A former Russian spy and his daughter were poisoned by a military-grade nerve agent known as Novichok, UK Prime Minister Theresa May has said.

Sergei Skripal and his daughter Yulia remain critically ill after the attempted murder in Salisbury on 4 March.

The chemical was identified by experts at the defence and science laboratory at Porton Down.

So what do we know about this military-grade nerve agent?

1) It was developed in the Soviet Union

The name Novichok means “newcomer” in Russian, and applies to a group of advanced nerve agents developed by the Soviet Union in the 1970s and 1980s.

They were known as fourth generation chemical weapons and were developed under a Soviet programme codenamed “Foliant”.

In 1999, defence officials from the US travelled to Uzbekistan to help dismantle and decontaminate one of the former Soviet Union’s largest chemical weapons testing facilities.

::::::::::

Problem to solve: Pick up the text on the Novichok nerve agent after its last sentence and continue it.

Supplied material:
::::::::::

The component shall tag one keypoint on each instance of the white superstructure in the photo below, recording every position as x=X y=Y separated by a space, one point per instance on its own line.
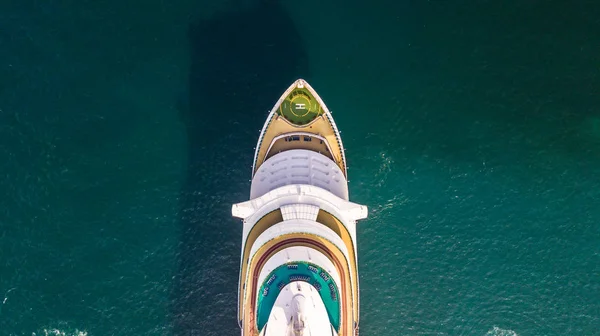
x=298 y=272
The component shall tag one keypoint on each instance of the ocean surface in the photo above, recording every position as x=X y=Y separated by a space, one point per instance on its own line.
x=472 y=131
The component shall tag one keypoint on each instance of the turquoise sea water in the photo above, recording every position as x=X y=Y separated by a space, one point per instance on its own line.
x=472 y=131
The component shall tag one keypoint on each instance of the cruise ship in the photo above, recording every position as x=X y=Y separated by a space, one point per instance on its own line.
x=298 y=269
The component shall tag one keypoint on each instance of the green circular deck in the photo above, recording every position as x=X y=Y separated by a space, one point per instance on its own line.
x=298 y=271
x=300 y=107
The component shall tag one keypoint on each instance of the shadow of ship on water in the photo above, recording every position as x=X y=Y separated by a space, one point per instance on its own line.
x=241 y=61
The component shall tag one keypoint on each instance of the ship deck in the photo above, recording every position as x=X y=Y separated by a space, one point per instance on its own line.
x=301 y=110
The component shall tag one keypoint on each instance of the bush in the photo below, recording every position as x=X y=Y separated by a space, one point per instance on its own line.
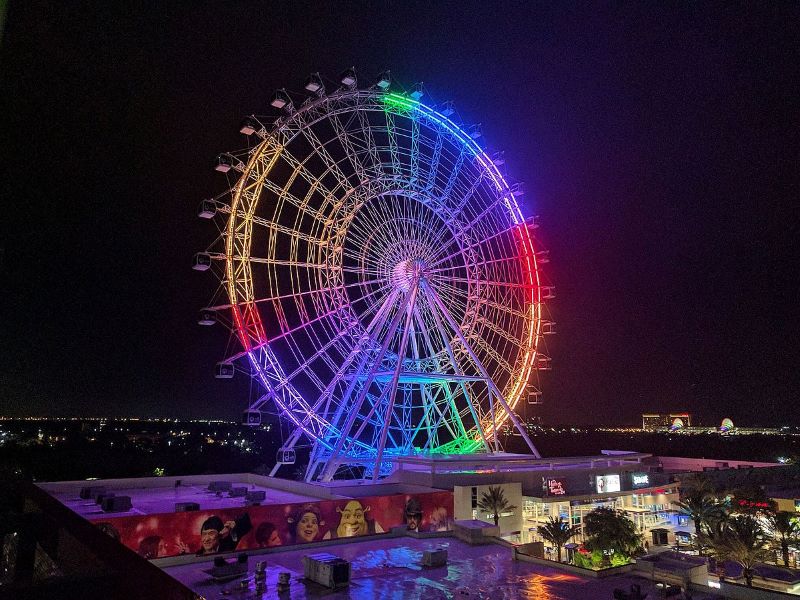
x=618 y=559
x=597 y=559
x=580 y=560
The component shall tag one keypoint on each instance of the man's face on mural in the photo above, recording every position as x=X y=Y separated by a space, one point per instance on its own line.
x=353 y=521
x=209 y=539
x=308 y=527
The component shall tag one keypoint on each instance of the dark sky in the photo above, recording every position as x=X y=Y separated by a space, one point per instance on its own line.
x=658 y=143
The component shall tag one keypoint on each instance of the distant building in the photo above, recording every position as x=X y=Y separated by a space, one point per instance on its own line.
x=652 y=421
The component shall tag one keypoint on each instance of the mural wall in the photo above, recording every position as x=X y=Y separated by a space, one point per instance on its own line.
x=225 y=530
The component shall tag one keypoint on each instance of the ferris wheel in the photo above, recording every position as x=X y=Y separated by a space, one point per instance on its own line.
x=379 y=276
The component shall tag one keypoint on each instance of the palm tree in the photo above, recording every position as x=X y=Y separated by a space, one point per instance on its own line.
x=784 y=528
x=699 y=502
x=703 y=509
x=741 y=540
x=609 y=529
x=558 y=533
x=494 y=502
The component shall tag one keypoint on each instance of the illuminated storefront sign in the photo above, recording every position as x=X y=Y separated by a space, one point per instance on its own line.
x=607 y=483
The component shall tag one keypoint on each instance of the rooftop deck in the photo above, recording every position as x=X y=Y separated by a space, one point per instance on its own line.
x=155 y=496
x=390 y=568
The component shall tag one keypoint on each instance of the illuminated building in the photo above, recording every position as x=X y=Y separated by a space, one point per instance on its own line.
x=653 y=421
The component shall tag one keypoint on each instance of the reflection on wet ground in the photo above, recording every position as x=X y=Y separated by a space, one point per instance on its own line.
x=391 y=568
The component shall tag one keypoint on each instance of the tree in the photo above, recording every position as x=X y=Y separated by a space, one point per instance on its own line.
x=699 y=502
x=784 y=528
x=608 y=529
x=558 y=533
x=494 y=502
x=741 y=540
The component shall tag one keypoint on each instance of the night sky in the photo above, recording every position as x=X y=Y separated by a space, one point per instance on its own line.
x=658 y=143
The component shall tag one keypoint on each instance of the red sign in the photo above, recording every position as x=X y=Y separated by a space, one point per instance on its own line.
x=753 y=504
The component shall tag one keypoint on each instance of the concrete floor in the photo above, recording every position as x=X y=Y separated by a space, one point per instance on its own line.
x=389 y=569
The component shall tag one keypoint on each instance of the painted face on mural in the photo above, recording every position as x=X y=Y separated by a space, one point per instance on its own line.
x=307 y=527
x=413 y=514
x=353 y=520
x=209 y=540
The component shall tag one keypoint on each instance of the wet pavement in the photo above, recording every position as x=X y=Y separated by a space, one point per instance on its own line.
x=390 y=568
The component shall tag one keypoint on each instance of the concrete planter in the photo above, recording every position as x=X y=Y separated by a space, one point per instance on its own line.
x=602 y=573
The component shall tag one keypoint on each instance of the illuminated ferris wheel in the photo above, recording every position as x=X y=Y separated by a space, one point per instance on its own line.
x=379 y=277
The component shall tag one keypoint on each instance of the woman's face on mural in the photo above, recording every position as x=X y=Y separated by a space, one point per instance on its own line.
x=308 y=527
x=353 y=521
x=209 y=539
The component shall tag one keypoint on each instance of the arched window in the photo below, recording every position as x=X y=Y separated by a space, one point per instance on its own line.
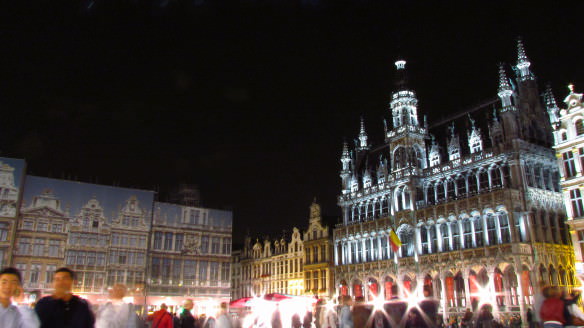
x=496 y=180
x=460 y=185
x=484 y=180
x=369 y=210
x=579 y=127
x=467 y=233
x=433 y=239
x=445 y=237
x=440 y=191
x=399 y=158
x=424 y=239
x=450 y=189
x=504 y=228
x=430 y=194
x=478 y=225
x=472 y=183
x=492 y=230
x=406 y=235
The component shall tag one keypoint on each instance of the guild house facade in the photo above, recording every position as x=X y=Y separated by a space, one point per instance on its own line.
x=479 y=215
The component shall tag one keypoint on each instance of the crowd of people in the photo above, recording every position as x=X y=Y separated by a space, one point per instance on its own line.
x=552 y=309
x=63 y=309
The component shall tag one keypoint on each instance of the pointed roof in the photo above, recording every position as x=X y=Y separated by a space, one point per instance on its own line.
x=503 y=80
x=521 y=56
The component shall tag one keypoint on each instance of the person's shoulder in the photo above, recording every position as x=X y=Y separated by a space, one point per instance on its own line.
x=45 y=301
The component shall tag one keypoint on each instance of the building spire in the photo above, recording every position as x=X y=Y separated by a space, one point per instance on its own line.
x=551 y=106
x=523 y=72
x=363 y=136
x=505 y=90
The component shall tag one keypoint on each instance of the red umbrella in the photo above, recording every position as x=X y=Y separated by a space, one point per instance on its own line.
x=242 y=302
x=275 y=297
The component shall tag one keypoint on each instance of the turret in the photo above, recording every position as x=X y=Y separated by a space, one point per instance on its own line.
x=522 y=67
x=403 y=101
x=552 y=107
x=346 y=170
x=362 y=137
x=453 y=145
x=475 y=141
x=505 y=91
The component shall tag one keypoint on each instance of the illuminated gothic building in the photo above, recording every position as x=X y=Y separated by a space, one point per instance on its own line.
x=273 y=267
x=569 y=144
x=480 y=219
x=318 y=257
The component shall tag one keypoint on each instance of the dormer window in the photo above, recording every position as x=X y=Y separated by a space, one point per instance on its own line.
x=579 y=127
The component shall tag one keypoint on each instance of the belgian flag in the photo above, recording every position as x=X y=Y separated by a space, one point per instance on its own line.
x=394 y=241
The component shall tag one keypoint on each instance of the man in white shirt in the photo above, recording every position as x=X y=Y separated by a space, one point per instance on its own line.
x=116 y=313
x=12 y=315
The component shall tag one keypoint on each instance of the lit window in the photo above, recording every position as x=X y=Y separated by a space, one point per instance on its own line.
x=569 y=167
x=576 y=200
x=579 y=127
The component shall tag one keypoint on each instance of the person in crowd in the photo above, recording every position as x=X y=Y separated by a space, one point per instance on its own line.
x=396 y=309
x=345 y=317
x=361 y=313
x=428 y=309
x=12 y=315
x=296 y=323
x=63 y=309
x=277 y=317
x=466 y=321
x=330 y=317
x=552 y=309
x=485 y=318
x=186 y=318
x=572 y=313
x=307 y=320
x=116 y=313
x=223 y=318
x=161 y=318
x=319 y=315
x=538 y=299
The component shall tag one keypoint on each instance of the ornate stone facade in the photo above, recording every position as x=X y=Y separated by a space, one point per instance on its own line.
x=569 y=144
x=482 y=221
x=318 y=257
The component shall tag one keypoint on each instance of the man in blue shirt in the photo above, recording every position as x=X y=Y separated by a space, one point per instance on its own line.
x=12 y=315
x=63 y=309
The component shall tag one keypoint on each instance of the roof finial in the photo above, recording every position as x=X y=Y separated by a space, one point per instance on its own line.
x=523 y=63
x=521 y=56
x=503 y=81
x=362 y=136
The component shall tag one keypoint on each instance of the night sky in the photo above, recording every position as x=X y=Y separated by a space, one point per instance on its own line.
x=251 y=100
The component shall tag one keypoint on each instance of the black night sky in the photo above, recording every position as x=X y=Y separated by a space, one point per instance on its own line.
x=250 y=99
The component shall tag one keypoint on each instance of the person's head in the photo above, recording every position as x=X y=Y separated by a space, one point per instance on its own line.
x=63 y=280
x=347 y=300
x=10 y=282
x=551 y=292
x=427 y=291
x=575 y=294
x=394 y=290
x=118 y=291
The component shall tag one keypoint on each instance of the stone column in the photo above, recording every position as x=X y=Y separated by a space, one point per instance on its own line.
x=485 y=230
x=522 y=293
x=336 y=250
x=465 y=277
x=379 y=249
x=444 y=299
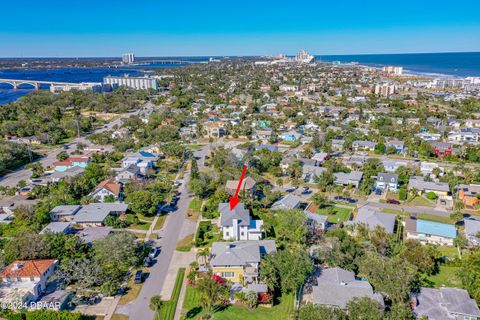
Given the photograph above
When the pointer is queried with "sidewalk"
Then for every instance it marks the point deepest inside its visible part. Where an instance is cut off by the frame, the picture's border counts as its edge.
(179, 260)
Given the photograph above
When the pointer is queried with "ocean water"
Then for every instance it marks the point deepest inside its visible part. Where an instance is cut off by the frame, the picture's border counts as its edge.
(73, 75)
(459, 64)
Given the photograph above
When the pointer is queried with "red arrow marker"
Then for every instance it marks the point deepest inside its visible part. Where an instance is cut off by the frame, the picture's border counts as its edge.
(234, 200)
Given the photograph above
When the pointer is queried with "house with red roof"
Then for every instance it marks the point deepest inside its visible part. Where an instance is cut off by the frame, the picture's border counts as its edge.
(106, 188)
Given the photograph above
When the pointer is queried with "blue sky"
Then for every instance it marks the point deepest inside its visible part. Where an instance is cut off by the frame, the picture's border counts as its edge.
(247, 27)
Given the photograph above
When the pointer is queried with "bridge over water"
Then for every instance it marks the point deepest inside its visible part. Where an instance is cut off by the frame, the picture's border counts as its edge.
(15, 83)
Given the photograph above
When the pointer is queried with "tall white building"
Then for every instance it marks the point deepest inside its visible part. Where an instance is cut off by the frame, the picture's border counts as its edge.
(385, 89)
(138, 83)
(128, 58)
(304, 57)
(393, 70)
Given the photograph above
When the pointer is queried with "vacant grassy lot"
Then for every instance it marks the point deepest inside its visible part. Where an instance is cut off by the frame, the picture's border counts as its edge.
(194, 209)
(168, 309)
(447, 276)
(185, 244)
(282, 311)
(420, 201)
(339, 214)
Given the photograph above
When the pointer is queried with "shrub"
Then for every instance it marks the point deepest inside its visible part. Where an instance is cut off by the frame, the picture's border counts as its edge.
(431, 195)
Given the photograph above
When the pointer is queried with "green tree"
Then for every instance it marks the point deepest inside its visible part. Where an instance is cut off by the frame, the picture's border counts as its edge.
(394, 277)
(115, 254)
(290, 226)
(286, 270)
(212, 293)
(364, 308)
(424, 257)
(156, 305)
(317, 312)
(143, 202)
(62, 155)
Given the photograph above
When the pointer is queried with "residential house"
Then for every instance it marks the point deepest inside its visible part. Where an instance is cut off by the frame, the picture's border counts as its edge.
(24, 281)
(237, 225)
(107, 188)
(239, 261)
(335, 287)
(351, 178)
(441, 189)
(360, 145)
(387, 181)
(445, 304)
(373, 219)
(472, 231)
(71, 162)
(430, 232)
(469, 194)
(288, 202)
(247, 187)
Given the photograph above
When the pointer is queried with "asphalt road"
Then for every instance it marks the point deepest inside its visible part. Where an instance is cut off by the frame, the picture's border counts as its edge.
(12, 179)
(140, 309)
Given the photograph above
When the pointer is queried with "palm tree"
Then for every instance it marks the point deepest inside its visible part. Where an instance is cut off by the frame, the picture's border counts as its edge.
(204, 254)
(156, 304)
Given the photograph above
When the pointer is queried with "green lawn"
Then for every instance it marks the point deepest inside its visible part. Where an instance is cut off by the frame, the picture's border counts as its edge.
(447, 276)
(420, 201)
(140, 226)
(449, 252)
(423, 216)
(193, 146)
(431, 217)
(282, 311)
(168, 309)
(340, 214)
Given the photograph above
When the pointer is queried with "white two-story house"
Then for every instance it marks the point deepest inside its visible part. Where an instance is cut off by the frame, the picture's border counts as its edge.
(237, 225)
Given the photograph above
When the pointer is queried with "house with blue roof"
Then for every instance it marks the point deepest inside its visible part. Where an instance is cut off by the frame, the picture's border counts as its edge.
(431, 232)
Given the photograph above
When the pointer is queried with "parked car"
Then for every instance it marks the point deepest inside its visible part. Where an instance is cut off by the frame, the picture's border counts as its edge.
(393, 201)
(138, 277)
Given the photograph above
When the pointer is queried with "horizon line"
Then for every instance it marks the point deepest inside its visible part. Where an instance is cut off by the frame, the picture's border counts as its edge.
(229, 56)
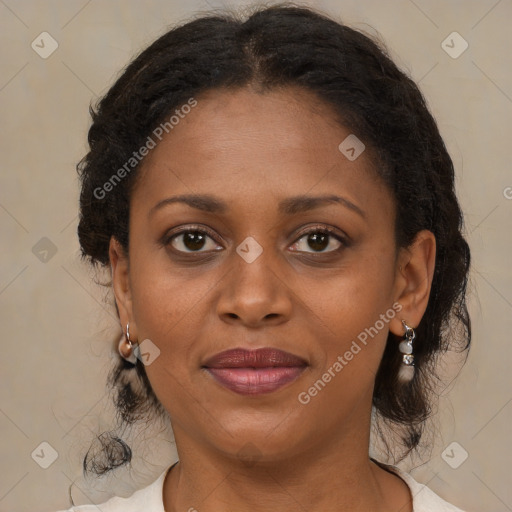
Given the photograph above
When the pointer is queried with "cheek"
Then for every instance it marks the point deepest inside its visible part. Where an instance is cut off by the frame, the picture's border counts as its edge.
(168, 305)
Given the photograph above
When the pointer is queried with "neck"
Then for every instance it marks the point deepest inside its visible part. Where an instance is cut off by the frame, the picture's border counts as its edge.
(322, 478)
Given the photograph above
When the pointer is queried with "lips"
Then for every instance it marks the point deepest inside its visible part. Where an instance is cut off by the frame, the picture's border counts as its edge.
(252, 372)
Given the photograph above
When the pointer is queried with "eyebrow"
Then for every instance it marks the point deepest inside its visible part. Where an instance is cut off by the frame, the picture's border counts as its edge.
(288, 206)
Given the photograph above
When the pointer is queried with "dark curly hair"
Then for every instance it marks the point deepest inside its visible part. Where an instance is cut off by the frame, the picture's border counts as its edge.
(276, 47)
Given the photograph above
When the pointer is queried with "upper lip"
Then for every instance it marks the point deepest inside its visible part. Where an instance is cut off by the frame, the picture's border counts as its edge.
(257, 358)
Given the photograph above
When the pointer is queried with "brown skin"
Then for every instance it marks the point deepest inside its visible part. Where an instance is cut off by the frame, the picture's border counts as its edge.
(251, 150)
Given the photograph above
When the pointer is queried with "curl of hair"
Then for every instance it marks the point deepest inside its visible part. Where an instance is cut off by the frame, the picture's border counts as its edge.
(277, 47)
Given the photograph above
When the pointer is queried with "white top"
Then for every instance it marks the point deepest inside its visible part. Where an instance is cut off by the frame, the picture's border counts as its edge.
(150, 498)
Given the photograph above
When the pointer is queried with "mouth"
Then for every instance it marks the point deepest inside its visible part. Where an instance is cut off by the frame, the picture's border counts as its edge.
(254, 372)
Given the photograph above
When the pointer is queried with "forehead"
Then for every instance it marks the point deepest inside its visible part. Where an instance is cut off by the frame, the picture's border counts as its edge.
(245, 143)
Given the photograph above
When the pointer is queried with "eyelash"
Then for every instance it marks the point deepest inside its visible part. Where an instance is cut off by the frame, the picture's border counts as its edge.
(322, 229)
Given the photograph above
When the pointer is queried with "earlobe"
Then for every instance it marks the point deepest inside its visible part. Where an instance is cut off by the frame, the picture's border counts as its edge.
(121, 282)
(415, 272)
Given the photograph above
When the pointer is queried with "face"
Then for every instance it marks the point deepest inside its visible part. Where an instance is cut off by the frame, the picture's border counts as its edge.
(261, 260)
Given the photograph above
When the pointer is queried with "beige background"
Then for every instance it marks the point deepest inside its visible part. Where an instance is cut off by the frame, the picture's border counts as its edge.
(55, 322)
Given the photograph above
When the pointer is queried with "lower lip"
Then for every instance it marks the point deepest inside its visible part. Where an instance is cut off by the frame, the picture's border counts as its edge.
(255, 381)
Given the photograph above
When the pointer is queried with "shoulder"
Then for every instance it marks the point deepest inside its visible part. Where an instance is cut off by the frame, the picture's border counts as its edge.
(424, 499)
(149, 499)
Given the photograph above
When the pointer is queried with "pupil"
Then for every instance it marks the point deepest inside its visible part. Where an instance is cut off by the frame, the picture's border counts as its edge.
(193, 240)
(318, 241)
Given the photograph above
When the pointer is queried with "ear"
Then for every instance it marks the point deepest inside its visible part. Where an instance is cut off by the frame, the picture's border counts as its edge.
(413, 281)
(121, 285)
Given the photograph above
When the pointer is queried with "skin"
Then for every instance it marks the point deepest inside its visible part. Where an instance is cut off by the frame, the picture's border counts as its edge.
(254, 453)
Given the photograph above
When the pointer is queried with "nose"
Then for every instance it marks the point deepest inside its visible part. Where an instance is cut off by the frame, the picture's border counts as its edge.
(254, 294)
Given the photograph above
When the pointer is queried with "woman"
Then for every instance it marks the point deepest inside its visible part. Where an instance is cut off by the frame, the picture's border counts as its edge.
(277, 210)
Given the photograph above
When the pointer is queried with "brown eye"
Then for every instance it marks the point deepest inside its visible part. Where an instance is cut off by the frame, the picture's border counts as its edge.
(192, 241)
(319, 241)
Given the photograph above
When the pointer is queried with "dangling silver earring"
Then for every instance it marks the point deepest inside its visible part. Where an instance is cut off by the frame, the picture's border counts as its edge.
(125, 346)
(406, 372)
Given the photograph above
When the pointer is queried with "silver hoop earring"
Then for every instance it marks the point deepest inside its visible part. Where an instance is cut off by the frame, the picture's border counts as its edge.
(406, 372)
(125, 346)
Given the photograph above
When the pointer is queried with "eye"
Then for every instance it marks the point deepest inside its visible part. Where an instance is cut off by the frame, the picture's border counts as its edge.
(320, 239)
(191, 240)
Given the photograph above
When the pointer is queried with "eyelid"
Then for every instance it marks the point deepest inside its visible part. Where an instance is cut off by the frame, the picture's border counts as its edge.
(169, 235)
(334, 232)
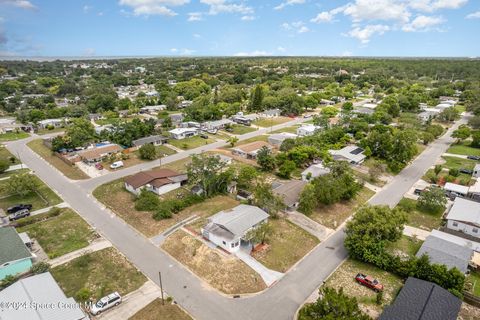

::::::::::

Task answer:
According to a senior defector, the Soviets used the plant to produce and test small batches of Novichok. The nerve agent was designed to escape detection by international inspectors.

2) It is more toxic than other agents

One of the group of chemicals known as Novichok – A-230 – is reportedly 5-8 times more toxic than VX nerve agent.

“This is a more dangerous and sophisticated agent than sarin or VX and is harder to identify,” says Professor Gary Stephens, a pharmacology expert at the University of Reading.

VX agent was the chemical used to kill the half-brother of Kim Jong-un last year, according to the US.

A number of variants of A-230 have been manufactured, and one of them was reportedly approved for use by the Russian military as a chemical weapon.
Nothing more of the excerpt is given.